**SOURCE TEXT**
/---
FILE PHOTO: The headquarters of the People’s Bank of China, the central bank, is pictured in Beijing, China, as the country is hit by an outbreak of the new coronavirus, February 3, 2020. REUTERS/Jason Lee
BEIJING (Reuters) – The People’s Bank of China should avoid buying special treasury bonds as such a move could fuel inflation risks and asset bubbles and lead to depreciation of the yuan currency, central bank policy adviser Ma Jun said in remarks published on Sunday.
China’s leaders have pledged to take more steps to support the virus-ravaged economy, prompting a heated debate among economists and advisers over whether the central bank should monetize its fiscal deficit through quantitative easing.
“Although the epidemic has caused a short-term impact on China’s economy and fiscal revenue and expenditure, the economic recovery momentum has been quite obvious since the second quarter, and fiscal revenue and expenditure will gradually improve,” the official Financial News quoted Ma as saying.
Top leaders have pledged to raise the annual budget deficit ratio, issue more local government special bonds and what would be the first special treasury bonds since 2007 in order to help spur economic growth, but few details have been made public.
The amounts of special treasury bonds and local government special bonds issued this year could not be too big, and they could be handled by the existing policy framework, Ma said.
China’s central bank could further cut banks’ reserve requirement ratios or provide liquidity via some mechanism to support their purchases of new treasury bonds, Ma said.
If the central bank is forced to provide large-scale financing for the deficit, it would lead to depreciation of the yuan and inflation risks or asset bubbles, especially in real estate, Ma said, pointing to experiences in some countries.
China’s credit rating could also suffer if the deficit monetization’ mechanism is established, which could encourage excessive government borrowings, he said.
Chinese law still bans the central bank from buying government bonds.
\---
**EXPLORE THE MATERIAL**
A. Answer these from the article on China's central bank and special treasury bonds:
(i) On what day were Ma Jun's remarks published?
(ii) Since what year would these be the first special treasury bonds?
(iii) What does Chinese law still ban the central bank from doing?
B. Reproduce the part of the article on China's central bank and special treasury bonds that begins at the words "Top leaders have" and stops after "framework, Ma said.".
The records are drawn from an unrelated source.

**INFORMATION SUPPLIED**
/---
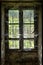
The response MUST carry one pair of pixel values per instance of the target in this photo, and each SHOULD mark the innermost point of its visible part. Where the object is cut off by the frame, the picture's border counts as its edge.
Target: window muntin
(27, 27)
(13, 31)
(13, 16)
(28, 44)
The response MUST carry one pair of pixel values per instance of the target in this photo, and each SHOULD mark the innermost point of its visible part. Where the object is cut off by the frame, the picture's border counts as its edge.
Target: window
(20, 29)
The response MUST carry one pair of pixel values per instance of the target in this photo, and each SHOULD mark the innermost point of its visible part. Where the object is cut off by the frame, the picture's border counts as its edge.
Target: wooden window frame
(21, 29)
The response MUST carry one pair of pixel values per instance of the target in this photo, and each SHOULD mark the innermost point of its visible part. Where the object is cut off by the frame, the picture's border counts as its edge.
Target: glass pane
(27, 31)
(28, 16)
(13, 31)
(28, 44)
(13, 44)
(13, 16)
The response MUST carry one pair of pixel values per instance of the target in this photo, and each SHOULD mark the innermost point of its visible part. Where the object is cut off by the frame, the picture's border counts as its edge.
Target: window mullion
(21, 28)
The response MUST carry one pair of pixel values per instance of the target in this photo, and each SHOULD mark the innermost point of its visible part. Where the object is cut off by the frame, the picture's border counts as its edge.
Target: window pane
(13, 44)
(27, 31)
(13, 31)
(28, 16)
(28, 44)
(13, 16)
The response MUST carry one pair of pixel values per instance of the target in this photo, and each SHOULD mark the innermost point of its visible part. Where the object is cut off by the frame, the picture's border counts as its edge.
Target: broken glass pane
\---
**RESPONSES TO THE TASKS**
A.
(i) Sunday
(ii) 2007
(iii) Buying government bonds

B.
Top leaders have pledged to raise the annual budget deficit ratio, issue more local government special bonds and what would be the first special treasury bonds since 2007 in order to help spur economic growth, but few details have been made public.
The amounts of special treasury bonds and local government special bonds issued this year could not be too big, and they could be handled by the existing policy framework, Ma said.